33. (Original) The method of claim 32 further comprising truncating a length of one of the 
plurality of formatting code segments when the length of said one of the plurality of formatting 
code segments exceeds a threshold tag length value. 

34. (Original) The method of claim 32, wherein each of the plurality of first values is equal to 
zero and each of the plurality of second values is equal to one. 

35. (Original) The method of claim 32 further comprising: 

varying the second value for one of the plurality of text segments based upon a weight 
associated with said one of the plurality of text segments. 



8 



36. (Original) A method for transforming a web page containing main content and auxiliary 
data, the method comprising: 

converting the web page into a string containing a plurality of first values and a plurality 
of second values, the plurality of first values corresponding to a plurality of formatting code 
segments within the web page and the plurality of second values corresponding to a plurality of 
text segments within the web page; 

applying a median filter to the string containing the plurality of first values and the 
plurality of second values to suppress high frequency signal oscillations associated with the 
string; 

applying a moving average filter to an output of the median filter to combine a plurality 
of closely spaced text segments contained in the output of the median filter into a set of larger 
text segments; 

applying a rising and falling edge detector to an output of the median filter to identify the 
largest reasonably contiguous text segment within the set of larger segments using a threshold 
text value, the largest reasonably contiguous text segment corresponding to the main content of 
the web page; and 

coding the main content in a mobile device language for display on a mobile device.

Data rows ▸
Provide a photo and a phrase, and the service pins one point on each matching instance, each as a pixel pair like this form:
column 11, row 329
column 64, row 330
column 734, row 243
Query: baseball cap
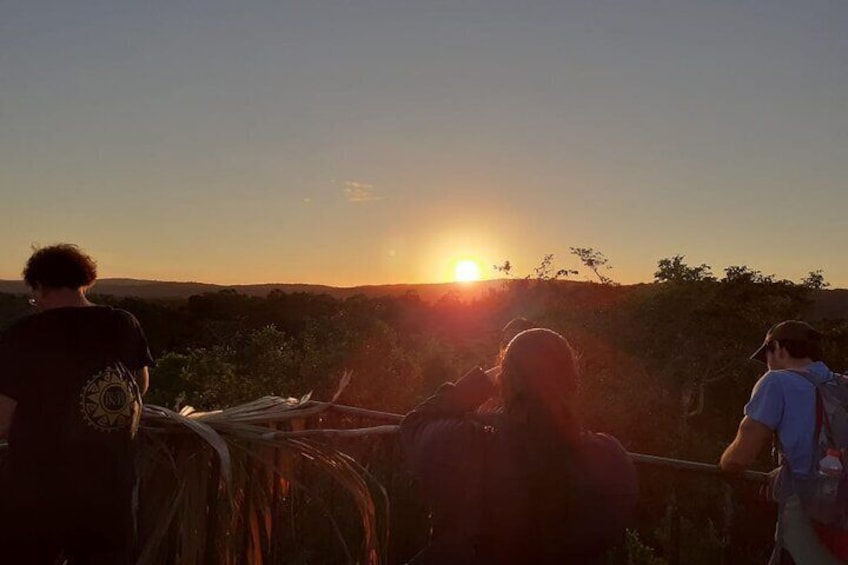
column 791, row 330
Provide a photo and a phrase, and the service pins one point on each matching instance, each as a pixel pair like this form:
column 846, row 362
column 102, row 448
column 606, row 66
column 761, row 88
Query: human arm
column 142, row 378
column 7, row 411
column 751, row 437
column 438, row 433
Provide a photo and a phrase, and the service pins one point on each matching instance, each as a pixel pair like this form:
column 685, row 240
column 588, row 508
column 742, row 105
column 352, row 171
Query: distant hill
column 164, row 290
column 828, row 303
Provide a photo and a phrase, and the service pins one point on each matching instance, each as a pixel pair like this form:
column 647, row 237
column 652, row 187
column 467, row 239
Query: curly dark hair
column 60, row 266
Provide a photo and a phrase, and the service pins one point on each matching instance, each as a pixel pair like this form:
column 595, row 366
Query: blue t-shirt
column 785, row 402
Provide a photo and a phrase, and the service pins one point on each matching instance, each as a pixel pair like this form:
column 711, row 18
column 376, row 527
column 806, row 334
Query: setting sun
column 467, row 270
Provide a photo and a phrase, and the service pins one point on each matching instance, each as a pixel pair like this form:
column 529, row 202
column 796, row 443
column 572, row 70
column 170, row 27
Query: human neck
column 793, row 363
column 64, row 298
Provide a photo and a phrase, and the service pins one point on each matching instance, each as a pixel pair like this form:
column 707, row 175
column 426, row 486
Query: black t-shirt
column 78, row 405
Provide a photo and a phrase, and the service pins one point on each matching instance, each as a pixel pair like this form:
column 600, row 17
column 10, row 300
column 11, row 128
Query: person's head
column 513, row 328
column 58, row 270
column 539, row 382
column 789, row 344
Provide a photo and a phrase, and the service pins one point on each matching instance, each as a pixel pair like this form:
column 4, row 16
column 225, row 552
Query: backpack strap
column 821, row 413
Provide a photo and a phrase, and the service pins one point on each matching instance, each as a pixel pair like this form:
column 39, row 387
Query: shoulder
column 19, row 329
column 121, row 317
column 779, row 379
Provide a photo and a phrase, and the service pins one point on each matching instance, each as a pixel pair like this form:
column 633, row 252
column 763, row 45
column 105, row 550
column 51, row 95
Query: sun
column 466, row 270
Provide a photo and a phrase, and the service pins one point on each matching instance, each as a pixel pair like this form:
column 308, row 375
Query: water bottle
column 830, row 475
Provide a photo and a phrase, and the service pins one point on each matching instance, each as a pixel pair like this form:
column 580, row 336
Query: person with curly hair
column 72, row 375
column 525, row 485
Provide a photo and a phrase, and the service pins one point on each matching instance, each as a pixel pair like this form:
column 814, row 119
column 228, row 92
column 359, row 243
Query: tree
column 675, row 270
column 815, row 281
column 595, row 261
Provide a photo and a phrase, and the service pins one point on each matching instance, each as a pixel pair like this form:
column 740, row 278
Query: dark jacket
column 497, row 497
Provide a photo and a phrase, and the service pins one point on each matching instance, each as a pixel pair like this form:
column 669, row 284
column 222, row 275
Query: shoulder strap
column 821, row 413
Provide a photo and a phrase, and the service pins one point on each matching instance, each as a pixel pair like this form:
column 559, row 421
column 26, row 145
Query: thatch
column 224, row 487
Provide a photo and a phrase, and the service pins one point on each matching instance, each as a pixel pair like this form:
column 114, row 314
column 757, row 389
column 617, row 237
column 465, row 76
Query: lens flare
column 467, row 270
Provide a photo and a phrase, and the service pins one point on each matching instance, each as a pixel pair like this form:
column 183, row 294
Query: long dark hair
column 539, row 385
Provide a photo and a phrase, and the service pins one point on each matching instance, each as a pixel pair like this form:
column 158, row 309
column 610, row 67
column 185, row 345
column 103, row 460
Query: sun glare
column 467, row 270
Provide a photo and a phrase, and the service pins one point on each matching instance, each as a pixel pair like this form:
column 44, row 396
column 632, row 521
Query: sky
column 371, row 142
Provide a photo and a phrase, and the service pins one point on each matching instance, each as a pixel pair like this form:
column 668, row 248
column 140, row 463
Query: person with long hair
column 527, row 484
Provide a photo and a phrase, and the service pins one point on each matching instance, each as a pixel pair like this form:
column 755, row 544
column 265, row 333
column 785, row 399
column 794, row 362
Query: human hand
column 494, row 375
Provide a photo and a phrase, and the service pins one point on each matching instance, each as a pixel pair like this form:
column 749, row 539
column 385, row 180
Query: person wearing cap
column 783, row 405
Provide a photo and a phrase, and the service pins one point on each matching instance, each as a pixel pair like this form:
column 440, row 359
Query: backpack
column 831, row 432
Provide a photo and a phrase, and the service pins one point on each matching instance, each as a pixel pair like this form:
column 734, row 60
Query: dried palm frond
column 232, row 486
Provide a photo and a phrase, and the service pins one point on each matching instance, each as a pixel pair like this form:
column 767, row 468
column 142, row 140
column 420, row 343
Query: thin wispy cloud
column 360, row 192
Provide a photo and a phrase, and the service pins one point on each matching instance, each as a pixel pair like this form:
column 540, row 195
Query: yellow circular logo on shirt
column 108, row 401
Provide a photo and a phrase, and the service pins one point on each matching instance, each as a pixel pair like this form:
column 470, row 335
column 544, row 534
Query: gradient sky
column 373, row 142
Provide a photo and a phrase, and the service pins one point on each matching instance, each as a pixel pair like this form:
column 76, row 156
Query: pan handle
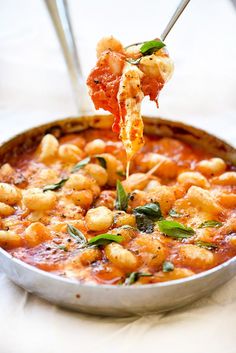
column 59, row 12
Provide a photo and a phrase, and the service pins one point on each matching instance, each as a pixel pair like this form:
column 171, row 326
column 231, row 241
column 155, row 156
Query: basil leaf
column 175, row 229
column 151, row 210
column 211, row 224
column 144, row 224
column 151, row 47
column 121, row 173
column 102, row 161
column 146, row 216
column 55, row 186
column 80, row 165
column 167, row 266
column 76, row 234
column 206, row 245
column 104, row 239
column 121, row 197
column 134, row 276
column 175, row 214
column 134, row 61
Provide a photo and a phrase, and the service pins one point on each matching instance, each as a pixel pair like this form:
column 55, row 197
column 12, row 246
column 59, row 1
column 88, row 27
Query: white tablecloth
column 34, row 88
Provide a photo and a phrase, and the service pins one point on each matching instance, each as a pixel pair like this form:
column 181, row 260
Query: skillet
column 115, row 300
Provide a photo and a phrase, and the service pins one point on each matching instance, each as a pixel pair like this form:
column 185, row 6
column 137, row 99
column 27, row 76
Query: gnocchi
column 72, row 218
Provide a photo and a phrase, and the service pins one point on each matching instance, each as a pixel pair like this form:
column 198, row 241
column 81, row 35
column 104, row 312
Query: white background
column 34, row 88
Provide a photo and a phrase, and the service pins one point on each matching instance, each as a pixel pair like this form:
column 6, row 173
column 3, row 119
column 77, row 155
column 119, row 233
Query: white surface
column 34, row 88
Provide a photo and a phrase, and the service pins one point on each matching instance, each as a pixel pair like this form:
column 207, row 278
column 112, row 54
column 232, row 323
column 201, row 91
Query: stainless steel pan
column 109, row 299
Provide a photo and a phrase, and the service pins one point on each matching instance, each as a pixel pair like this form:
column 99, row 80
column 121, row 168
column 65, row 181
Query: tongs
column 60, row 16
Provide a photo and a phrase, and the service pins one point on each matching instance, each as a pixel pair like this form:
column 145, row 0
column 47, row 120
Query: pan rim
column 112, row 286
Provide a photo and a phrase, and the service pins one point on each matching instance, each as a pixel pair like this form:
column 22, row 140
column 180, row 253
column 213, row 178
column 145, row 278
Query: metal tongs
column 59, row 13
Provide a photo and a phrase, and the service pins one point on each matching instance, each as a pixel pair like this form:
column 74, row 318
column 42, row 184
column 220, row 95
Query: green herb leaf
column 175, row 229
column 102, row 161
column 55, row 186
column 134, row 61
column 81, row 164
column 167, row 266
column 121, row 197
column 146, row 216
column 151, row 47
column 206, row 245
column 104, row 239
column 76, row 234
column 175, row 214
column 211, row 224
column 134, row 276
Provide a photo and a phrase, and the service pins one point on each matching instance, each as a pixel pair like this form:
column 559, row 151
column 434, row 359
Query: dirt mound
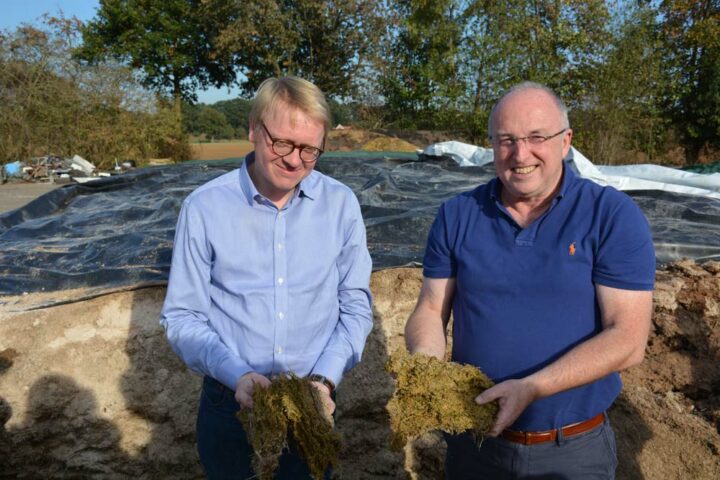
column 92, row 389
column 351, row 138
column 389, row 144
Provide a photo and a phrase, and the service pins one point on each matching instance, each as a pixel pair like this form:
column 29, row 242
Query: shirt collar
column 309, row 186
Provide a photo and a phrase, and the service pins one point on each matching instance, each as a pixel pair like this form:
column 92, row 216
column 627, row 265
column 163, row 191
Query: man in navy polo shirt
column 549, row 278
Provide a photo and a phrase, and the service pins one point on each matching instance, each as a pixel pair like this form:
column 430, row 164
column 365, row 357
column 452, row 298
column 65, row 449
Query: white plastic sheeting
column 628, row 177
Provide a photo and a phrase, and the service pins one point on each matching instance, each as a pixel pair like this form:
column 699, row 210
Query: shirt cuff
column 330, row 365
column 229, row 372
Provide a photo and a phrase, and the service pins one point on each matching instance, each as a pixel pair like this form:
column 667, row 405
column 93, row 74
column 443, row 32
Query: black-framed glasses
column 308, row 154
column 535, row 139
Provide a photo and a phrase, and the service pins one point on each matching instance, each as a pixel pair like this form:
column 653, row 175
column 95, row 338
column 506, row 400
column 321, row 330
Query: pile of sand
column 92, row 389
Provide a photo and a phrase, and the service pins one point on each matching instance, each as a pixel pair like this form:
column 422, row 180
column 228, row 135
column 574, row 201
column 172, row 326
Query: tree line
column 641, row 78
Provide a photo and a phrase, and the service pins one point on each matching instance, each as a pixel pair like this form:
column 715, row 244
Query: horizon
column 31, row 12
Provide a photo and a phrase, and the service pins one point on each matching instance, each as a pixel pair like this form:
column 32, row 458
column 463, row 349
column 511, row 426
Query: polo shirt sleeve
column 625, row 258
column 439, row 261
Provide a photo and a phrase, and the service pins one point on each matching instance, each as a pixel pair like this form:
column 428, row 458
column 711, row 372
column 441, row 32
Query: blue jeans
column 222, row 444
column 588, row 456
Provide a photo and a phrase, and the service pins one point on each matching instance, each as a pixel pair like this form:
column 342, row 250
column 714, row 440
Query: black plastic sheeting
column 117, row 233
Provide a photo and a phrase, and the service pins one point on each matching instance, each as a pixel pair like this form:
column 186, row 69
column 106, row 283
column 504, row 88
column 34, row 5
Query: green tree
column 559, row 43
column 52, row 104
column 168, row 41
column 207, row 121
column 420, row 74
column 692, row 30
column 324, row 41
column 237, row 112
column 622, row 112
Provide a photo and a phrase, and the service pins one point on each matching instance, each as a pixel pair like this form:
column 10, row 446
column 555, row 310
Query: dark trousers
column 588, row 456
column 222, row 444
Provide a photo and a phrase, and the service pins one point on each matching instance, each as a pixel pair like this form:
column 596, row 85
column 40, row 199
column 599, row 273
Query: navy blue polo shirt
column 525, row 296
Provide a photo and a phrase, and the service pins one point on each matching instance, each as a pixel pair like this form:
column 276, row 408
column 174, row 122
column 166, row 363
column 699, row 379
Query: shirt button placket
column 281, row 290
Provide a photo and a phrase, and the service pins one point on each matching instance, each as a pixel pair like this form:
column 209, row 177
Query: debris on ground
column 290, row 411
column 53, row 169
column 434, row 395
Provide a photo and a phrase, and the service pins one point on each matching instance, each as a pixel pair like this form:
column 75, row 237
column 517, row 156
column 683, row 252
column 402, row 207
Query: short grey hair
column 521, row 87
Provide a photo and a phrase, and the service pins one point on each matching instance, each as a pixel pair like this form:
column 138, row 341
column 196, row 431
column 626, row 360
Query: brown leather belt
column 532, row 438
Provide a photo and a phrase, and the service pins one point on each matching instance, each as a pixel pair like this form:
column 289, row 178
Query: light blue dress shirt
column 254, row 288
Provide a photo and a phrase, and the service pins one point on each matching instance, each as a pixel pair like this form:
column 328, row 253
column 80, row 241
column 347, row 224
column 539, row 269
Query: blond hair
column 294, row 92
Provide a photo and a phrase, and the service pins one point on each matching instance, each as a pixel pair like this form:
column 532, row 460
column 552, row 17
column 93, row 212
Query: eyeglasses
column 509, row 142
column 283, row 148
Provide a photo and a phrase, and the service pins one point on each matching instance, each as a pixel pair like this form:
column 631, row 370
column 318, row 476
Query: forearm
column 425, row 333
column 426, row 329
column 610, row 351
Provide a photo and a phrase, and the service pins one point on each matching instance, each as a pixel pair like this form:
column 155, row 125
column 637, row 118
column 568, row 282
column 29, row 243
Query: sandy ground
column 91, row 389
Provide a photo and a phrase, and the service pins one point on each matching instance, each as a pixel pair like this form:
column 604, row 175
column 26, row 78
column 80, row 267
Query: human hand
column 328, row 405
column 246, row 385
column 513, row 397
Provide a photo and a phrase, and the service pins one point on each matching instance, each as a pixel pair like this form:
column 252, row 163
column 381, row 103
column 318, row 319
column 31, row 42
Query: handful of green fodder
column 290, row 406
column 434, row 395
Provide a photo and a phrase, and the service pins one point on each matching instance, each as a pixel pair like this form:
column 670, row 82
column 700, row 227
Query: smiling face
column 276, row 177
column 529, row 172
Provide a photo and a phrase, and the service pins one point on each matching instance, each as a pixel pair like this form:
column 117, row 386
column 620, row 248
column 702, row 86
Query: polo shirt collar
column 309, row 186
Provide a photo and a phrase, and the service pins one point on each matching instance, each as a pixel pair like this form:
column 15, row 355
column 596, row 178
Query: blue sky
column 15, row 12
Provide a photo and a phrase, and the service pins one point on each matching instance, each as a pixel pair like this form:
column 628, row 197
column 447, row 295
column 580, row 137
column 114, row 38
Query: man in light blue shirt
column 270, row 274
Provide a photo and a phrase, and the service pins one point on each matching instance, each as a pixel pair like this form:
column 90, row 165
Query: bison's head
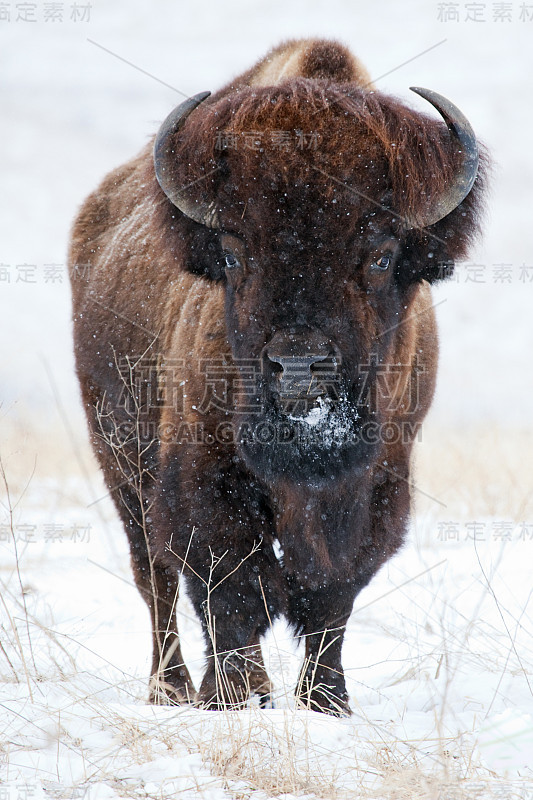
column 321, row 208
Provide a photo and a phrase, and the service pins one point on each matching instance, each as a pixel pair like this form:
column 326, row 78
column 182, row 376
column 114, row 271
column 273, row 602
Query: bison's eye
column 231, row 260
column 382, row 263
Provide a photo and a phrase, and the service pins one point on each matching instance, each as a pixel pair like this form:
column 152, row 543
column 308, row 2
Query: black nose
column 295, row 360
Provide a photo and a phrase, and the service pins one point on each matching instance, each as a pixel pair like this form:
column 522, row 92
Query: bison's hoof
column 163, row 693
column 325, row 701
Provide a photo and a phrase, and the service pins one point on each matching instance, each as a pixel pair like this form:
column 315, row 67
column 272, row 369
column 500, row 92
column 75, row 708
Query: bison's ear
column 430, row 253
column 200, row 251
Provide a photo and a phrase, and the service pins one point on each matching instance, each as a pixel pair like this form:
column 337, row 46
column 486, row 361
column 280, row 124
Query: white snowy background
column 439, row 650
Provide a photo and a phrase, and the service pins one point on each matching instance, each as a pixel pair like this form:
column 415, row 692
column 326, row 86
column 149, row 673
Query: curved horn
column 164, row 162
column 466, row 148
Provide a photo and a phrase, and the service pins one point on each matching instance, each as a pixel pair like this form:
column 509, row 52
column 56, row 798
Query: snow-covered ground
column 439, row 651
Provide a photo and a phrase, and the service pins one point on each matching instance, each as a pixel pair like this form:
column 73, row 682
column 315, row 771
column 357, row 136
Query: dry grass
column 477, row 474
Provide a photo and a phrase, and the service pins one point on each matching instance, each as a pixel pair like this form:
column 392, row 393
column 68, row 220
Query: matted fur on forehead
column 345, row 131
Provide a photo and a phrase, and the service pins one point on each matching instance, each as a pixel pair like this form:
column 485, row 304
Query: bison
column 256, row 348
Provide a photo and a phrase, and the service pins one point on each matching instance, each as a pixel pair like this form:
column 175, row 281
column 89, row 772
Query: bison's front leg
column 217, row 531
column 321, row 615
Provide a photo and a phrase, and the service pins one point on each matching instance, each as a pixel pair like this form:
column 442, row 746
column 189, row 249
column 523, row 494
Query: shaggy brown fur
column 313, row 174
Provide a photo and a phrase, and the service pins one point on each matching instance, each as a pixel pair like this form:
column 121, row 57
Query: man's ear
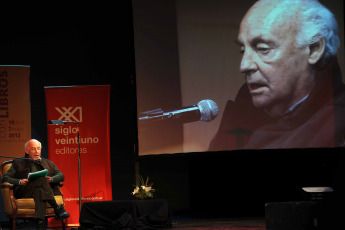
column 316, row 51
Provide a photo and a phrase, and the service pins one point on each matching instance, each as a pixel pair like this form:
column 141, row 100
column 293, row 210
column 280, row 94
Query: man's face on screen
column 33, row 148
column 276, row 71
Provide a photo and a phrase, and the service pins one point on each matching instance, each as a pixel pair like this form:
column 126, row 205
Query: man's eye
column 242, row 50
column 263, row 49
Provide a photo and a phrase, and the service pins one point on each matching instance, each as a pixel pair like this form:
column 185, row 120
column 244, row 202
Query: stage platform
column 190, row 223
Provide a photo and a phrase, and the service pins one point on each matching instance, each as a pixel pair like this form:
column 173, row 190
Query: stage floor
column 220, row 224
column 189, row 223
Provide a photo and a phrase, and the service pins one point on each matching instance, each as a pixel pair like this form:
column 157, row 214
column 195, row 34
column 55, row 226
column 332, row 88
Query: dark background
column 94, row 47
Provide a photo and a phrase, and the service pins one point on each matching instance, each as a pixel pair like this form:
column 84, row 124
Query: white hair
column 315, row 22
column 318, row 22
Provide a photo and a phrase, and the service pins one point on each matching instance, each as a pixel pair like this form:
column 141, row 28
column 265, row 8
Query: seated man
column 42, row 189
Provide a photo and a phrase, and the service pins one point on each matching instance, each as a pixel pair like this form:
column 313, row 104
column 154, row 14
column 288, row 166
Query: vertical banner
column 15, row 114
column 15, row 110
column 88, row 106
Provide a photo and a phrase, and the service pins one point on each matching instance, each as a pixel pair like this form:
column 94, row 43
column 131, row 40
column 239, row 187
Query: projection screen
column 189, row 55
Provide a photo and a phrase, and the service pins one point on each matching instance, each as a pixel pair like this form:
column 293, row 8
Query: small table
column 118, row 214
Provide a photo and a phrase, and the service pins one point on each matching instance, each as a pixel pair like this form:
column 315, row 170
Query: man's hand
column 24, row 181
column 49, row 179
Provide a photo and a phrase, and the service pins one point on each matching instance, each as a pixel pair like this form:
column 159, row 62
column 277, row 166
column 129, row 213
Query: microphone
column 206, row 110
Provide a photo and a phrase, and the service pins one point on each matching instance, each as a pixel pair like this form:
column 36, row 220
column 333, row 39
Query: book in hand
column 34, row 175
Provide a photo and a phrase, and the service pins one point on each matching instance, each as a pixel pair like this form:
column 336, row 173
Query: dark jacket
column 21, row 167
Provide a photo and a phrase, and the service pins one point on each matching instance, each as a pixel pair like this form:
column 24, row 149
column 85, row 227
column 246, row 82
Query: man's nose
column 247, row 62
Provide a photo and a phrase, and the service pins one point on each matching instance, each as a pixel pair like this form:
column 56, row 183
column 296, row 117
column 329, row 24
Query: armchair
column 21, row 208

Your tasks ▸
1. Reproduce the patent claims starting with "33. (Original) The" and going on through "equal to one.", renaming "threshold tag length value" as "maximum tag length value".
2. Answer from the patent claims:
(a) According to claim 34, what is each of the plurality of first values equal to?
(b) In claim 36, which filter is applied to the output of the median filter to combine closely spaced text segments?
(c) In claim 36, in what language is the main content coded for display on a mobile device?

Solutions to the tasks ▸
1.
33. (Original) The method of claim 32 further comprising truncating a length of one of the 
plurality of formatting code segments when the length of said one of the plurality of formatting 
code segments exceeds a maximum tag length value. 

34. (Original) The method of claim 32, wherein each of the plurality of first values is equal to 
zero and each of the plurality of second values is equal to one.

2.
(a) Zero.
(b) A moving average filter.
(c) A mobile device language.